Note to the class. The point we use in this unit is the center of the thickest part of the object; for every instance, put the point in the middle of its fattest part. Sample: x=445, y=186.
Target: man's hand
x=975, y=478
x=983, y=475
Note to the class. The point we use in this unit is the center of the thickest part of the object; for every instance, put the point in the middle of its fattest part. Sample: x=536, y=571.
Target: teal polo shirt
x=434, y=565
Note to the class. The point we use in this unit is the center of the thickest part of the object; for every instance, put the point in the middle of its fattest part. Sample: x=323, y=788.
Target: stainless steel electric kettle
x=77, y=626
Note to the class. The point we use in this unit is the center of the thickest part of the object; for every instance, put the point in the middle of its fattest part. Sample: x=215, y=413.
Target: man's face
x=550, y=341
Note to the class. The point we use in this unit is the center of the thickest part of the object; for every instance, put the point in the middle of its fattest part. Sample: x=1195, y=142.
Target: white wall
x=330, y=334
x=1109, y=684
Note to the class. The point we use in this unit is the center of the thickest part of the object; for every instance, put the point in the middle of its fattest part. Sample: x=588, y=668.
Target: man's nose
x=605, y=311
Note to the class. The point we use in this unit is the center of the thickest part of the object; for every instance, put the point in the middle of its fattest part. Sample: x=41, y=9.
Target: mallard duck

•••••

THE TASK:
Reproduce every one of the lines above, requests included, and scale each x and y coordinate in the answers by 2.15, rounding to whole numbers with halves rounded up. Keep the sample coordinates in the notes as they are.

EXPECTED ANSWER:
Note to the class. The point we use in this unit is the center of the thickest part of the object; for every instance, put the point in the middle of its fattest part. Sample: x=445, y=186.
Target: man's hand
x=2096, y=1028
x=2113, y=1021
Note to the class. The point we use in this unit is the center of the thickest part of the object; for every instance, put the point in the middle of its fattest part. Sample: x=536, y=571.
Target: teal polo shirt
x=933, y=1215
Note to the class. The point we use in this unit is the center of the thickest part of the object; for every instance, put the point in the middle of its fattest part. Sample: x=323, y=788.
Target: stainless steel electric kettle
x=166, y=1346
Note to the class. The point we use in this unit is the center of the thickest part of the object; for every instance, put the point in the middle of its fattest part. Sample: x=215, y=413.
Target: man's face
x=1183, y=733
Note to the class. The point we use in this unit is the center of the thickest part of the object; for every instance, put the point in the middle of its fattest part. Sample: x=1195, y=142.
Target: white wall
x=710, y=718
x=2384, y=1471
Note to the class. The point we use in this unit is the center of the thickest part of the object; for every instance, put the point in the middle of its fattest part. Sample: x=588, y=668.
Target: man's nose
x=1301, y=669
Note to the class. The point we use in this unit is the center of the thickest part of the object; for every instance, put the point in the middle of its fattest part. Sample: x=41, y=9.
Target: mallard duck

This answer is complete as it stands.